# Aim of the task
Can you reproduce the data below word for word, omitting the pictures?

>> begin

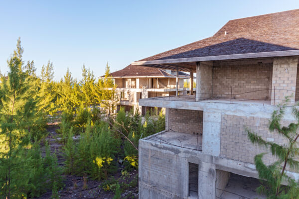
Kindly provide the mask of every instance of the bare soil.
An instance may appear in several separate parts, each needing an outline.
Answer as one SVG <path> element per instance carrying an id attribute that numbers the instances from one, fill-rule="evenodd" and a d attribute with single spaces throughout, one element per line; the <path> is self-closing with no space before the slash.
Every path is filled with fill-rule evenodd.
<path id="1" fill-rule="evenodd" d="M 48 131 L 49 132 L 46 138 L 49 143 L 51 152 L 56 154 L 58 162 L 59 165 L 63 167 L 64 160 L 62 156 L 63 144 L 59 140 L 60 138 L 59 135 L 56 132 L 59 129 L 59 126 L 57 124 L 49 125 Z M 117 172 L 114 174 L 113 176 L 116 180 L 120 179 L 120 182 L 122 182 L 121 172 L 124 169 L 124 165 L 119 164 L 119 167 Z M 128 177 L 127 178 L 126 182 L 130 182 L 137 179 L 138 172 L 133 170 L 128 172 Z M 92 180 L 87 178 L 86 182 L 87 187 L 83 189 L 84 180 L 82 176 L 76 176 L 74 175 L 64 175 L 63 176 L 64 187 L 59 192 L 60 198 L 64 199 L 112 199 L 114 196 L 114 193 L 112 191 L 107 191 L 102 188 L 101 185 L 105 182 L 105 180 L 97 181 Z M 129 187 L 122 193 L 121 199 L 137 199 L 138 198 L 138 183 L 136 184 L 136 186 Z M 86 188 L 87 187 L 87 188 Z M 44 194 L 38 199 L 50 199 L 51 191 L 49 190 L 47 193 Z"/>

>> end

# The solution
Kindly provide the mask of every instance of the bare soil.
An instance may appear in several separate parts, each needing an outline.
Answer as one SVG <path> element per instance carrying an id attribute that numbers the instances from one, fill-rule="evenodd" and a d attribute with single spaces throughout, one element per line; the <path> is self-closing with no space before the slash.
Every path is filled with fill-rule evenodd.
<path id="1" fill-rule="evenodd" d="M 48 131 L 49 132 L 46 138 L 49 143 L 51 152 L 56 154 L 58 162 L 59 165 L 63 167 L 64 160 L 62 156 L 63 144 L 59 140 L 60 138 L 59 135 L 56 132 L 59 129 L 59 126 L 57 124 L 49 125 Z M 117 172 L 114 174 L 113 176 L 116 180 L 120 179 L 120 182 L 122 182 L 121 172 L 124 169 L 124 165 L 119 164 L 119 167 Z M 128 177 L 127 178 L 126 182 L 130 182 L 137 179 L 138 172 L 133 170 L 128 172 Z M 92 180 L 87 178 L 86 182 L 87 187 L 83 189 L 84 180 L 82 176 L 76 176 L 74 175 L 64 175 L 63 176 L 64 187 L 59 192 L 60 198 L 64 199 L 112 199 L 114 196 L 114 193 L 112 191 L 107 191 L 102 188 L 101 185 L 105 182 L 105 180 L 97 181 Z M 129 187 L 122 193 L 121 199 L 137 199 L 138 198 L 138 183 L 136 184 L 136 186 Z M 86 188 L 87 187 L 87 188 Z M 44 194 L 38 199 L 50 199 L 51 191 L 49 190 L 47 193 Z"/>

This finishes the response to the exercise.